Supplied material:

◇ ◇ ◇ ◇ ◇ ◇ ◇

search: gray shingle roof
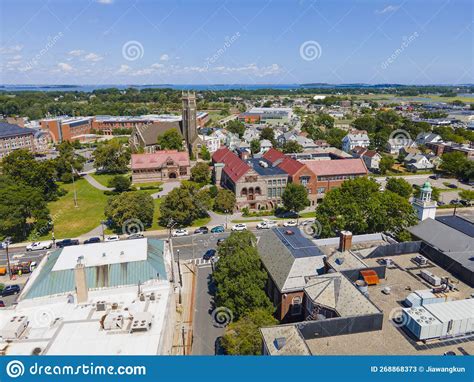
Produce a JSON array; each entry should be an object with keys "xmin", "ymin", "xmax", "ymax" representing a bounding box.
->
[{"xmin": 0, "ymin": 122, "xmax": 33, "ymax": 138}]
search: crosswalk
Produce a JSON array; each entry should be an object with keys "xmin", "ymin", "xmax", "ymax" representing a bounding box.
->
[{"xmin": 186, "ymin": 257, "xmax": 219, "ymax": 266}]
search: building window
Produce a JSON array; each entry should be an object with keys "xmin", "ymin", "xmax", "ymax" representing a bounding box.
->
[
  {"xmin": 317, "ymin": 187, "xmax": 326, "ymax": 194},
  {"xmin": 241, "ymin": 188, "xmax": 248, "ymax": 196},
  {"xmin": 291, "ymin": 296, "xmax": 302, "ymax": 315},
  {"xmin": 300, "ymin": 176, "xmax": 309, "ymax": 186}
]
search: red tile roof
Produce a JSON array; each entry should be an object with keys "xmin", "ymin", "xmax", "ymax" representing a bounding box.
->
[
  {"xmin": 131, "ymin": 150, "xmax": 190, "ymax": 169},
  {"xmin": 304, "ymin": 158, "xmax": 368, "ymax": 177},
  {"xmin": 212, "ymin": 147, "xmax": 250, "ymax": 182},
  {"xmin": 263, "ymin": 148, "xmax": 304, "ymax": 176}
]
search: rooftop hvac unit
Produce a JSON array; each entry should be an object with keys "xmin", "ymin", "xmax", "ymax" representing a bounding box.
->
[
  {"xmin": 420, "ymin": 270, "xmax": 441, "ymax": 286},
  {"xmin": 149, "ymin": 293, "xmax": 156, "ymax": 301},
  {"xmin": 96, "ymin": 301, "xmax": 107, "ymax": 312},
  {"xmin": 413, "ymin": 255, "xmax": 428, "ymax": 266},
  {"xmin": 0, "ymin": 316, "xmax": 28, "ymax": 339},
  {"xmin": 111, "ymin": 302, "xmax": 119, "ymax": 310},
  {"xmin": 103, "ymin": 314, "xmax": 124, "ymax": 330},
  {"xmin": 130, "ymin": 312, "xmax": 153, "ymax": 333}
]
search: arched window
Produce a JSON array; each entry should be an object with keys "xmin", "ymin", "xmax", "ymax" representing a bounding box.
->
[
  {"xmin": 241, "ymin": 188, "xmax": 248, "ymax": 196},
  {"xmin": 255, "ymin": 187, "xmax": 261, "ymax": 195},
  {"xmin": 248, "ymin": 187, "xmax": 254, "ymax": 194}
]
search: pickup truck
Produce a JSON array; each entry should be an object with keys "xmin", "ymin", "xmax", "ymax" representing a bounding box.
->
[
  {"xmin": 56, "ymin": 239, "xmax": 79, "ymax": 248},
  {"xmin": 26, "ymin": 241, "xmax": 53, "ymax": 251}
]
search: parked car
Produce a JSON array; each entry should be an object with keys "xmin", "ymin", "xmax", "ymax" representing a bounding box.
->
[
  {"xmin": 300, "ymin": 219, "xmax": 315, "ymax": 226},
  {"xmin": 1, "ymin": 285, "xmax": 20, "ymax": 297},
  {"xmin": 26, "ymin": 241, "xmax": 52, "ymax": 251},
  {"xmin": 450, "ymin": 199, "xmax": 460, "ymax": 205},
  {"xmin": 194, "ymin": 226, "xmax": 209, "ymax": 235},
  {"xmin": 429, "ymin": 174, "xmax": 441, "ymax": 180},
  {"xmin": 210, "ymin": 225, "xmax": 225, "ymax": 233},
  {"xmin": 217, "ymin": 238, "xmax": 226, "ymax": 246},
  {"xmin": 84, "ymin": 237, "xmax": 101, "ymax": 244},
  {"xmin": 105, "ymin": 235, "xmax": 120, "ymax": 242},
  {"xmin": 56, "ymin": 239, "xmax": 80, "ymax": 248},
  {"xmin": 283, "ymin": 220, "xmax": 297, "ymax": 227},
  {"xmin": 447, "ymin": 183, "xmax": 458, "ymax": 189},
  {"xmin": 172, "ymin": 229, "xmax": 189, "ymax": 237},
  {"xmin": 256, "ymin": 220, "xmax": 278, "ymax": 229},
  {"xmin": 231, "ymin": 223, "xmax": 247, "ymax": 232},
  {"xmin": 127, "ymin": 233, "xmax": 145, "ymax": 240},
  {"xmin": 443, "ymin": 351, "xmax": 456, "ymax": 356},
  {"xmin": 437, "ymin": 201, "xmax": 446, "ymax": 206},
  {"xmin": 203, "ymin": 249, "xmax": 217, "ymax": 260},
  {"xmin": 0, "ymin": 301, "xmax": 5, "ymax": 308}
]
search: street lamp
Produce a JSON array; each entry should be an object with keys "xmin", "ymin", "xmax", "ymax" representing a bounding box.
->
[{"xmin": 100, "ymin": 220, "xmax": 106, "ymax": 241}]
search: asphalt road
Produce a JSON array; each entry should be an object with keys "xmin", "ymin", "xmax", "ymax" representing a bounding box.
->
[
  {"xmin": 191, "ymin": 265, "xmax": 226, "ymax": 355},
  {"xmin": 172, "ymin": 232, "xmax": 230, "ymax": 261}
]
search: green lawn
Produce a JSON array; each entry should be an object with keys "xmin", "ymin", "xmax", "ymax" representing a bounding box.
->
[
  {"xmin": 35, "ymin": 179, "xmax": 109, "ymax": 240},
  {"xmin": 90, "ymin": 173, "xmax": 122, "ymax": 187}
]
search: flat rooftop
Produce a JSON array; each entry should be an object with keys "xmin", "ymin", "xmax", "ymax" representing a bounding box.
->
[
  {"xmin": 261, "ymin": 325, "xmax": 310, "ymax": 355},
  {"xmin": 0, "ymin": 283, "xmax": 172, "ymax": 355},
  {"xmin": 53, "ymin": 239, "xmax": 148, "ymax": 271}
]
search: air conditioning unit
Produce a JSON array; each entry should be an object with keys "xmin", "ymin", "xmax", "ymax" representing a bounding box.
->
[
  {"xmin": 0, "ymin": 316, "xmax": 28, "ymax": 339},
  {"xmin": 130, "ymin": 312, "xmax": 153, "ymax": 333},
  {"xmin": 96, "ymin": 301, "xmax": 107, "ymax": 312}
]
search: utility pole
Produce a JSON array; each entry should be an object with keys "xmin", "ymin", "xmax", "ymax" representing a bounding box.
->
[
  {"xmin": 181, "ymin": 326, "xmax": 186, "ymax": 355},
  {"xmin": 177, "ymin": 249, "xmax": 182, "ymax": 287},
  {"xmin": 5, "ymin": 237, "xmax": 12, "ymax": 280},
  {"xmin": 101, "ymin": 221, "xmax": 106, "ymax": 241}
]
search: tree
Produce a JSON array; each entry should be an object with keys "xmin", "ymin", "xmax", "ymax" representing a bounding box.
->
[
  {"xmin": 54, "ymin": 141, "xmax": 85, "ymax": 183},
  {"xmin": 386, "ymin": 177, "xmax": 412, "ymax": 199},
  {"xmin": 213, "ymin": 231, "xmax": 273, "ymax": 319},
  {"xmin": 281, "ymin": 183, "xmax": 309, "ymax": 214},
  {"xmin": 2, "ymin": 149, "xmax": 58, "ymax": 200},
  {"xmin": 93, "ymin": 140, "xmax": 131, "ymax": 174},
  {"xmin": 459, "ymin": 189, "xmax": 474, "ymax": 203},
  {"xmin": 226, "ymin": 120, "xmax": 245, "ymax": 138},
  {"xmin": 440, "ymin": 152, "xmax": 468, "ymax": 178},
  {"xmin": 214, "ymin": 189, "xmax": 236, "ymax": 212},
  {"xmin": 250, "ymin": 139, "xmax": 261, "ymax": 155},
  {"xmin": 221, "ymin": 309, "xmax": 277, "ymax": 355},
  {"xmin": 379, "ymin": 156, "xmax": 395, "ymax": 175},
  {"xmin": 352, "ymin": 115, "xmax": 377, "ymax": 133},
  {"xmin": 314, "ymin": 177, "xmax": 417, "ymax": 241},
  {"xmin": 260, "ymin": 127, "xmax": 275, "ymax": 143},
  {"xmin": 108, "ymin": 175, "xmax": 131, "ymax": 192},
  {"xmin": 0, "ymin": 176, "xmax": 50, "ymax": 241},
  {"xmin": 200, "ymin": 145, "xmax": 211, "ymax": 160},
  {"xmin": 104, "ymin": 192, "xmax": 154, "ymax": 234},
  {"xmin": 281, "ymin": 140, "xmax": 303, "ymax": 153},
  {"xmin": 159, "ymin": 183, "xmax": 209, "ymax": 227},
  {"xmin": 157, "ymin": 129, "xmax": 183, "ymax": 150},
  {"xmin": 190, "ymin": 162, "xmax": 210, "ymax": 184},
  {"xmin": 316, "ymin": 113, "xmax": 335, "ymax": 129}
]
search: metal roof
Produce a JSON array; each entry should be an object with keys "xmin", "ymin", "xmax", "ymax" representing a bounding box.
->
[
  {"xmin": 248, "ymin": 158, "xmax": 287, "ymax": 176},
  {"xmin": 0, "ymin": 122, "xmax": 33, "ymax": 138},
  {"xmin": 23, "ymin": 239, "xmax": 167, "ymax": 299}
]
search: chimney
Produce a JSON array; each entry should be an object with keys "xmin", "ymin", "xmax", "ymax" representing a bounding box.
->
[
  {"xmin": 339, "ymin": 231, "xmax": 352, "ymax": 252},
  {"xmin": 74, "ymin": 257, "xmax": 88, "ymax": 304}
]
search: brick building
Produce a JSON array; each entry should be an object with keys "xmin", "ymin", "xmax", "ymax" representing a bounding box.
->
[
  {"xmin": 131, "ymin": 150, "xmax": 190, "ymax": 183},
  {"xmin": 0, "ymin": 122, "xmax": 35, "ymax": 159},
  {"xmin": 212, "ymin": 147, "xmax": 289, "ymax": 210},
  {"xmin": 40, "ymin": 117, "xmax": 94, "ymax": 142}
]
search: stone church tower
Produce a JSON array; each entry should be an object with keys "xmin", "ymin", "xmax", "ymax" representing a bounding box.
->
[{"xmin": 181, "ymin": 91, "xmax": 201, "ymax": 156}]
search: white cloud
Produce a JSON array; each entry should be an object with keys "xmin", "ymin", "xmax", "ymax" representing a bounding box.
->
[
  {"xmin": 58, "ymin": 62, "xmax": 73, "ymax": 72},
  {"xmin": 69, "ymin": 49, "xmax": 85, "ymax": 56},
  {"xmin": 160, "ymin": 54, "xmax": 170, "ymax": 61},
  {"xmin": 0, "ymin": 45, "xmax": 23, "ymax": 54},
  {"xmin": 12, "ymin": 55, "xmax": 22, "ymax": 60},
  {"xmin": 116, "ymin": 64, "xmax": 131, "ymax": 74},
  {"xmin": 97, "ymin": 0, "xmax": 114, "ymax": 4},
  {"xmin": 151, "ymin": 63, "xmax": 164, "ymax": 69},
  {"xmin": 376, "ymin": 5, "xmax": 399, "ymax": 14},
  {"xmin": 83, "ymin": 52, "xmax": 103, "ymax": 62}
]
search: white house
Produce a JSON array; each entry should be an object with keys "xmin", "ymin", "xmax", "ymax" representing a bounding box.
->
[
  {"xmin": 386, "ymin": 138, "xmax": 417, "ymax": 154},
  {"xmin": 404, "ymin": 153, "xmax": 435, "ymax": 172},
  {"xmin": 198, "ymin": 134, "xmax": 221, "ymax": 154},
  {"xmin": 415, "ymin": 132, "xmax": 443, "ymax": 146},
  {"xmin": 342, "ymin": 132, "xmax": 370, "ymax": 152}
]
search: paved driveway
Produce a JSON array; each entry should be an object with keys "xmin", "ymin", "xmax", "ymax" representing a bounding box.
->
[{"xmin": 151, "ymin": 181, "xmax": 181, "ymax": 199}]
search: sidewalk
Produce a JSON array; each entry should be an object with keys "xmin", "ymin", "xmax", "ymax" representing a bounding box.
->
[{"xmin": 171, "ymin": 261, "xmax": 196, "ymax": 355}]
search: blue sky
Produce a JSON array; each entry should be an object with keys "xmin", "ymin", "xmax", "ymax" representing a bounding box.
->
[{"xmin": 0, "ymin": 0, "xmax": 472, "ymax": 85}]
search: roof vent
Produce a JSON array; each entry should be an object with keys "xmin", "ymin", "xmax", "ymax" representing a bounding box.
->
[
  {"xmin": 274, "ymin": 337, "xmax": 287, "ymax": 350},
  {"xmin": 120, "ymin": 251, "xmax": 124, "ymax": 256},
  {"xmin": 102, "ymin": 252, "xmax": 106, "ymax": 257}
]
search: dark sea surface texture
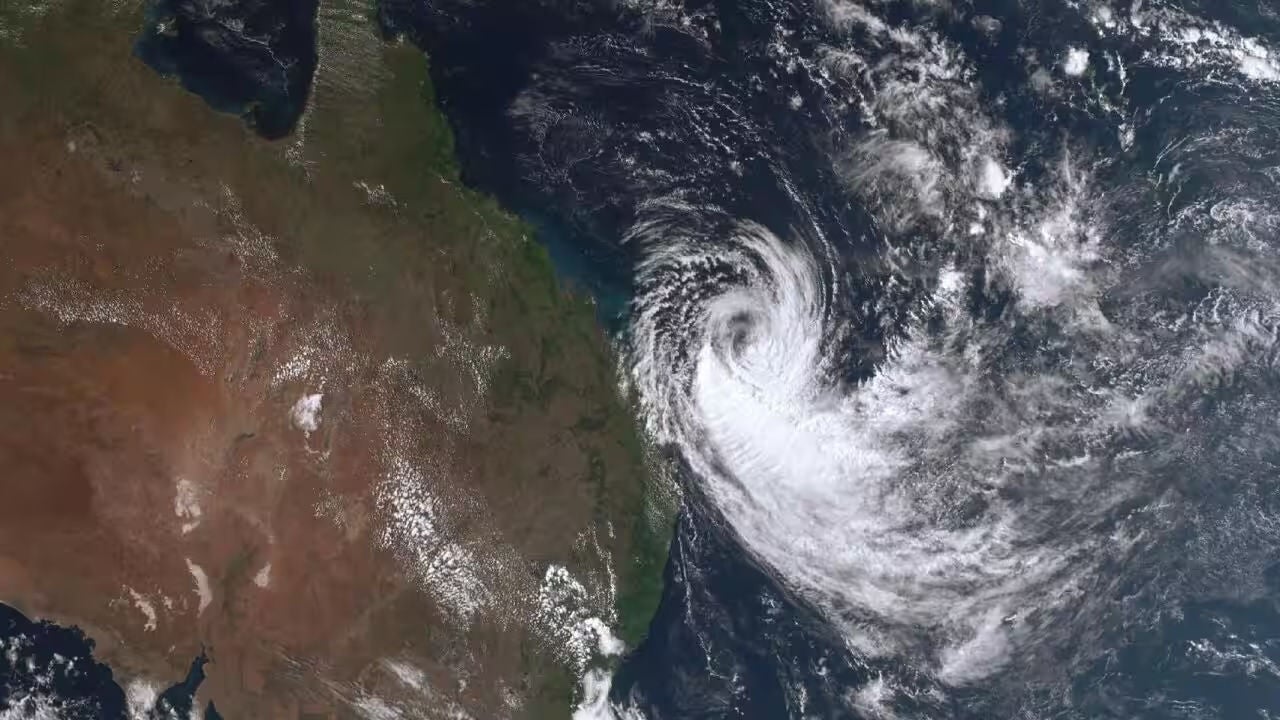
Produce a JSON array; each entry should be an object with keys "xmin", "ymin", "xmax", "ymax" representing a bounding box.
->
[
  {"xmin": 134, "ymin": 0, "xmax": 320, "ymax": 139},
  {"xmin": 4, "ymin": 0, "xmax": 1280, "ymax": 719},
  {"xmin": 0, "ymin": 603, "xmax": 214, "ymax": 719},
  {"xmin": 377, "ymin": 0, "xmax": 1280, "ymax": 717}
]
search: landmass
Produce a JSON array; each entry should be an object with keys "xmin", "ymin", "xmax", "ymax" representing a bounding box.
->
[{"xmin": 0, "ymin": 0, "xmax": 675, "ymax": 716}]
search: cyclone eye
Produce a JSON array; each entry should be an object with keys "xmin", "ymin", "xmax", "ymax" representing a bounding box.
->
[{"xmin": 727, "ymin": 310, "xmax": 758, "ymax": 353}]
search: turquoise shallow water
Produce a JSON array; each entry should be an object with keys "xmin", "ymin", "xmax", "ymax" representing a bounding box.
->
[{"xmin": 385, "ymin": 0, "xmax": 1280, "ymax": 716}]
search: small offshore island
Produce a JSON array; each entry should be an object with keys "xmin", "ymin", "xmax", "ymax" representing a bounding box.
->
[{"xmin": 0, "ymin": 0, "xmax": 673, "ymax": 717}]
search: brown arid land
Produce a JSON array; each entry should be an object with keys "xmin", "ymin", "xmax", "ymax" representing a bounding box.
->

◇ ◇ ◇ ◇ ◇ ◇ ◇

Required action: From the entries above, copy each line that holds "white".

Task result:
search: white cloud
search: white house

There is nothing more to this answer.